The task:
Filter the entries for the word "block". Copy each line that has it.

Supplied material:
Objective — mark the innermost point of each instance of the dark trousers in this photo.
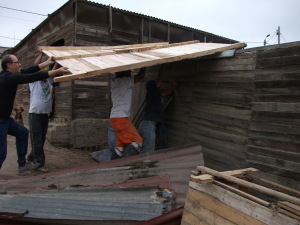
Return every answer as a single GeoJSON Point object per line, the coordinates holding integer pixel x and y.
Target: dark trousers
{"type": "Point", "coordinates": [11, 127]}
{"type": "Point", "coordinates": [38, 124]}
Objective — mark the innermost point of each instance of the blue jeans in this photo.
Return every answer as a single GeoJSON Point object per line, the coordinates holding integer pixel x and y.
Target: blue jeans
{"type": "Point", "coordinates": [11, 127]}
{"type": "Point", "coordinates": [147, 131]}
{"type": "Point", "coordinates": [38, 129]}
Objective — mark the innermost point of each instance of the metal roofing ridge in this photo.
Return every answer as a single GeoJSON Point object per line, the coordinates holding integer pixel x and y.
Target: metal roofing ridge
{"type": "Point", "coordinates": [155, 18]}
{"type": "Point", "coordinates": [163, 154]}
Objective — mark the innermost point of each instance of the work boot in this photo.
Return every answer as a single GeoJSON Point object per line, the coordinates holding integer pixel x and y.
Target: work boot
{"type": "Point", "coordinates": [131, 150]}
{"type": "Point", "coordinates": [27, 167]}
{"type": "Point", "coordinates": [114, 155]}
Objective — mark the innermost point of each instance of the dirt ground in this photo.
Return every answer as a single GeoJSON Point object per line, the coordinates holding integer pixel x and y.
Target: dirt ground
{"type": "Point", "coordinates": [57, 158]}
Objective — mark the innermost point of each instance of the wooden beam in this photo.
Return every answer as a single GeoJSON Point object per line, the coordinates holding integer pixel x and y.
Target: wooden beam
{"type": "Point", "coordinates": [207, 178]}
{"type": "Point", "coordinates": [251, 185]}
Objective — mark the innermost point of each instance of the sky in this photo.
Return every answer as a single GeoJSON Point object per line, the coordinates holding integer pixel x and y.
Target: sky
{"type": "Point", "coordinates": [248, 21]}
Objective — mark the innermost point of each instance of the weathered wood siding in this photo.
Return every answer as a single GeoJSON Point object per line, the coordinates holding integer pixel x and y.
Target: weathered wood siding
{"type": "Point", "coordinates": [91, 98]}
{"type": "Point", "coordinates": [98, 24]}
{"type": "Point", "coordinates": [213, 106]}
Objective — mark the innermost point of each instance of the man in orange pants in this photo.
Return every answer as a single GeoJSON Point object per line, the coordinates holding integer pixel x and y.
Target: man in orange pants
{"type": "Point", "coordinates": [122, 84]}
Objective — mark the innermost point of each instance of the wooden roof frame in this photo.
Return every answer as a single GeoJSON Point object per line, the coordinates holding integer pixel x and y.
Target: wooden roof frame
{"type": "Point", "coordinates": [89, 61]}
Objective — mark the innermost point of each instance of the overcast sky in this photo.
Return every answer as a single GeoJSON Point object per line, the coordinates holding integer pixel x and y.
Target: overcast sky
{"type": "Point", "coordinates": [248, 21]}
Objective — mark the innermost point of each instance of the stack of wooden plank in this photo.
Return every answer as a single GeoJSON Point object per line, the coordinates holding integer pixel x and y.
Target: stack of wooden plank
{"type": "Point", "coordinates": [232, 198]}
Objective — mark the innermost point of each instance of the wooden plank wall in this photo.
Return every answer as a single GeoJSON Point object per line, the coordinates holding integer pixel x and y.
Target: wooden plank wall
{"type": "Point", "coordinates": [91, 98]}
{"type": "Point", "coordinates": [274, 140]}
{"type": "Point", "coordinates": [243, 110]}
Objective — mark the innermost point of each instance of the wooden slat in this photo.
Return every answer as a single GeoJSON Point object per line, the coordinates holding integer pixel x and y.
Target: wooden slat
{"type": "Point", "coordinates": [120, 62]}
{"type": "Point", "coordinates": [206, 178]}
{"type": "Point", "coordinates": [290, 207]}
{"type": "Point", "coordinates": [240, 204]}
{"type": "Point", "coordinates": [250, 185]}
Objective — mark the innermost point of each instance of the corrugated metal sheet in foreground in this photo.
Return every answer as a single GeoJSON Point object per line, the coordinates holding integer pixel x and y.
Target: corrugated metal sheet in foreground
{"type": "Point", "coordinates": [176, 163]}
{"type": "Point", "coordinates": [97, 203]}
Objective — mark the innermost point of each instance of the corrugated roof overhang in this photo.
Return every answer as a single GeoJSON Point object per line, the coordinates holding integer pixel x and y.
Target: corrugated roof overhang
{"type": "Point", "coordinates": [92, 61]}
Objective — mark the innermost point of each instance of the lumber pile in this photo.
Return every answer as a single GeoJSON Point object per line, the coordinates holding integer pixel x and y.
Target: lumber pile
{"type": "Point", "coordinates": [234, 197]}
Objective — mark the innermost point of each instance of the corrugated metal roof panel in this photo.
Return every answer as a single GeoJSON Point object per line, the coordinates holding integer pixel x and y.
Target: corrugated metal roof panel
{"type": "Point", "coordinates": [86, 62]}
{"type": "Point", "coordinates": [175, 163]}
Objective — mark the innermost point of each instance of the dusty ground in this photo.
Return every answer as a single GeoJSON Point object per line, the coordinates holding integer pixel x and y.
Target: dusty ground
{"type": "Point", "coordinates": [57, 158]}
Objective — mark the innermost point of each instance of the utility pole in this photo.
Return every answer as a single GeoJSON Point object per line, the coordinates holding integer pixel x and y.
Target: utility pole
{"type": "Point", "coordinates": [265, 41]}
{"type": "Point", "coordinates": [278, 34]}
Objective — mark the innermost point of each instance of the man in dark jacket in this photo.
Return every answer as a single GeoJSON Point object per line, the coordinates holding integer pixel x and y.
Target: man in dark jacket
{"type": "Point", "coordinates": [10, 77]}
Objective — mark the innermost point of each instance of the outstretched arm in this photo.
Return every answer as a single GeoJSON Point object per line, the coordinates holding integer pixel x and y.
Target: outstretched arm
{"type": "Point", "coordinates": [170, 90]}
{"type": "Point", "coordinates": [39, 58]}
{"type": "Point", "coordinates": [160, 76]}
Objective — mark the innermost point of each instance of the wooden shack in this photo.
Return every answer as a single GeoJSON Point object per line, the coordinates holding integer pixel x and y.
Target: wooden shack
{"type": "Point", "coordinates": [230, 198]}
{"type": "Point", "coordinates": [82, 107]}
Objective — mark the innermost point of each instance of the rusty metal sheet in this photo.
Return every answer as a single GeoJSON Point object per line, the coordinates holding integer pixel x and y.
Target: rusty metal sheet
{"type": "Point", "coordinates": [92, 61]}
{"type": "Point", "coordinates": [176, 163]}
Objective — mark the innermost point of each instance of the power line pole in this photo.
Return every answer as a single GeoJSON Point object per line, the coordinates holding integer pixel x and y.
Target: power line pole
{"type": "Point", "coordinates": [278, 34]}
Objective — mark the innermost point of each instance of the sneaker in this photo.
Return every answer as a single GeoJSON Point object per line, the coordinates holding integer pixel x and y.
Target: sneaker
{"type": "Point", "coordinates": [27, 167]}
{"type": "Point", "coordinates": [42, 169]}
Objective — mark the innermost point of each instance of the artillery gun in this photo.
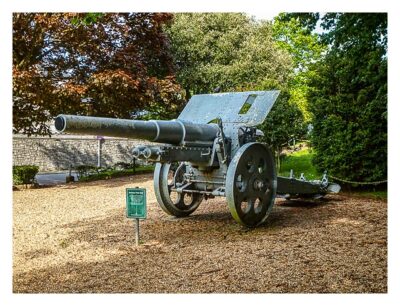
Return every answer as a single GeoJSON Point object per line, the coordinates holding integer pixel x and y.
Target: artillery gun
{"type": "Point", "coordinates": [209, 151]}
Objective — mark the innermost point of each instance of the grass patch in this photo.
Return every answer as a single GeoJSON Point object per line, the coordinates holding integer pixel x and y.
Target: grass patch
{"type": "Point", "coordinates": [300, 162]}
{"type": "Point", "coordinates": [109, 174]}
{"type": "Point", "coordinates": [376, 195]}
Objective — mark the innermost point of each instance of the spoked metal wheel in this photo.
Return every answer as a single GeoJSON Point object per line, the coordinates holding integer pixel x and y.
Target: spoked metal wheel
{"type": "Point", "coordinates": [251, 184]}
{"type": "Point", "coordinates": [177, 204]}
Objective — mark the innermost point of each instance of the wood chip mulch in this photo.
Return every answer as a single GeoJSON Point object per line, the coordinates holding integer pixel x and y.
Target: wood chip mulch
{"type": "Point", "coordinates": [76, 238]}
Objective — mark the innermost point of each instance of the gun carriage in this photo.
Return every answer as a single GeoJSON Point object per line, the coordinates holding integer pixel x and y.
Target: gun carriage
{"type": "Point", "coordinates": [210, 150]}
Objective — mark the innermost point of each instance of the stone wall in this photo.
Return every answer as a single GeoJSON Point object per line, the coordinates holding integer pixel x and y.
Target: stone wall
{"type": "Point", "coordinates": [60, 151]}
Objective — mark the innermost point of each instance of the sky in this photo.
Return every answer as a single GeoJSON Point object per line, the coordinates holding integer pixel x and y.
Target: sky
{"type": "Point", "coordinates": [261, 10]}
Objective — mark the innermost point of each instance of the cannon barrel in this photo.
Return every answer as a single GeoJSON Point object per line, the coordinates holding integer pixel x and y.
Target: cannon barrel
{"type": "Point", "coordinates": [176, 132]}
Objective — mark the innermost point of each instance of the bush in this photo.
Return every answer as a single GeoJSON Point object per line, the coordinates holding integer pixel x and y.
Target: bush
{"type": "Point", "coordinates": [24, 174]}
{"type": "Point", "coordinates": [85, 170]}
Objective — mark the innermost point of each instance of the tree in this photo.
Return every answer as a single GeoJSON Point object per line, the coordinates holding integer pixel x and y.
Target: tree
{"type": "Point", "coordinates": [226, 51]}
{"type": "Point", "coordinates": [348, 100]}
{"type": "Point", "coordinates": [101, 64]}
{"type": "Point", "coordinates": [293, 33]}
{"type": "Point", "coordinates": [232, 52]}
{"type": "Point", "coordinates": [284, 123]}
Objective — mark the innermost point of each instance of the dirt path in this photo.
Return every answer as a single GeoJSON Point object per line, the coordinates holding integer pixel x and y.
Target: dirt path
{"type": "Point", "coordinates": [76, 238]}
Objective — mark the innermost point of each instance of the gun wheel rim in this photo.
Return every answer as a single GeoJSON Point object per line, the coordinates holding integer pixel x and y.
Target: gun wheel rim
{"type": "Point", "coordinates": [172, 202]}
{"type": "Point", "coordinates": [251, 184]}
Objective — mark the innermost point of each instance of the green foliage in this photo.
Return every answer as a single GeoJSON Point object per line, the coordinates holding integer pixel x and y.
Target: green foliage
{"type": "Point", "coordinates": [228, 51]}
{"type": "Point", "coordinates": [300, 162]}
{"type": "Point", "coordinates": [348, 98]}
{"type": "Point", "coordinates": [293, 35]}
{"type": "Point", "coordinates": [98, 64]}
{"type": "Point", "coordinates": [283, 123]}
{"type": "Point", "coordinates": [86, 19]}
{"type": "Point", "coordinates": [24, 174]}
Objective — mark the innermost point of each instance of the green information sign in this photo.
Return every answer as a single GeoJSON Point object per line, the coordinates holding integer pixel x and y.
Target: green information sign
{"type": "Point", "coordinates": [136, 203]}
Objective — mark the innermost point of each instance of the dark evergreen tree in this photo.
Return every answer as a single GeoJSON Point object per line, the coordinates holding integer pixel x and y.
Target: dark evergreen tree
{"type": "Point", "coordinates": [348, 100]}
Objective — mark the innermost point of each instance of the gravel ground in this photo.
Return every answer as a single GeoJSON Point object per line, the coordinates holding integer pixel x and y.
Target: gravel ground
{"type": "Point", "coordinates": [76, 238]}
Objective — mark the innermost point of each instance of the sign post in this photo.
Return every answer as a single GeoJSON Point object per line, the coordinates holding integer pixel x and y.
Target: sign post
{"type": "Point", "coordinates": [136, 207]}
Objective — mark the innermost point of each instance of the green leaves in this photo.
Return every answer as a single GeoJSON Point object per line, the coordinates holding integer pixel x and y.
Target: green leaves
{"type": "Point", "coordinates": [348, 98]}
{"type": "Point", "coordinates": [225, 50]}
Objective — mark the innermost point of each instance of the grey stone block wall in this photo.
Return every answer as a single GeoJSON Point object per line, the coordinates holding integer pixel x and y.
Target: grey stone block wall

Solution to this problem:
Objective — mark the innermost point of each instance of the grey stone block wall in this photo.
Target: grey stone block wall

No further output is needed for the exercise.